▶ **Text segment**
· · ·
Meet the Other Phone. Only the apps you allow.

Meet the Other Phone.
Only the apps you allow.

Buy now

Please or to access all these features

Relationships

Mumsnet has not checked the qualifications of anyone posting here. If you need help urgently or expert advice, please see our domestic violence webguide and/or relationships webguide. Many Mumsnetters experiencing domestic abuse have found this thread helpful: Listen up, everybody

How can I save my marriage?

31 replies

Leoney · 08/03/2006 13:59

I have to apologise for the name change but know so many people on here in RL and no one knows about this.
I've been married to my DH for 7 years and he is a genuinely lovely bloke. We have one child who's 14 months. My problem is that I'm not sure if I love him anymore. Sad I very much like him, it's not like I hate him, he's a brilliant Dad and a very considerate husband so why do I not feel the way I used to?
My mind starts to wander to other blokes I know (not that I would do anything, it's more like a mental escape iyswim) and I feel horribly guilty that I don't seem to be happy with what I've got.
What can I do to spark things off again or am I doomed (admittedly by myself) to a marriage I'm not happy with?

OP posts:
Leoney · 08/03/2006 14:14

anyone?
· · ·
▶ **Tasks to complete**
1 - In the forum post, how many years has the poster been married?
2 - In the forum post, give the stretch from "I've been married" through "not happy with?" again, swapping "Dad" for "father".
3 - Say whether the forum post agrees with each statement. Answer yes or no and quote the words that decide it: (a) The poster's child is 14 months old. (b) The poster says they hate their husband. (c) The poster is writing under a changed name.

▶ **Extracted information**
· · ·
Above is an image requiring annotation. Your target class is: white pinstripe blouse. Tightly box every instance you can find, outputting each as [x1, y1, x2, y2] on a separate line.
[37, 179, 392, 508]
· · ·
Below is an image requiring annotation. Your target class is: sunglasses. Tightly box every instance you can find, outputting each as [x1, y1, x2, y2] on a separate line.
· · ·
▶ **Outputs by task**
1 - 7 years

2 -
I've been married to my DH for 7 years and he is a genuinely lovely bloke. We have one child who's 14 months. My problem is that I'm not sure if I love him anymore. Sad I very much like him, it's not like I hate him, he's a brilliant father and a very considerate husband so why do I not feel the way I used to?
My mind starts to wander to other blokes I know (not that I would do anything, it's more like a mental escape iyswim) and I feel horribly guilty that I don't seem to be happy with what I've got.
What can I do to spark things off again or am I doomed (admittedly by myself) to a marriage I'm not happy with?

3 -
(a) Yes: "We have one child who's 14 months."
(b) No: "it's not like I hate him"
(c) Yes: "I have to apologise for the name change"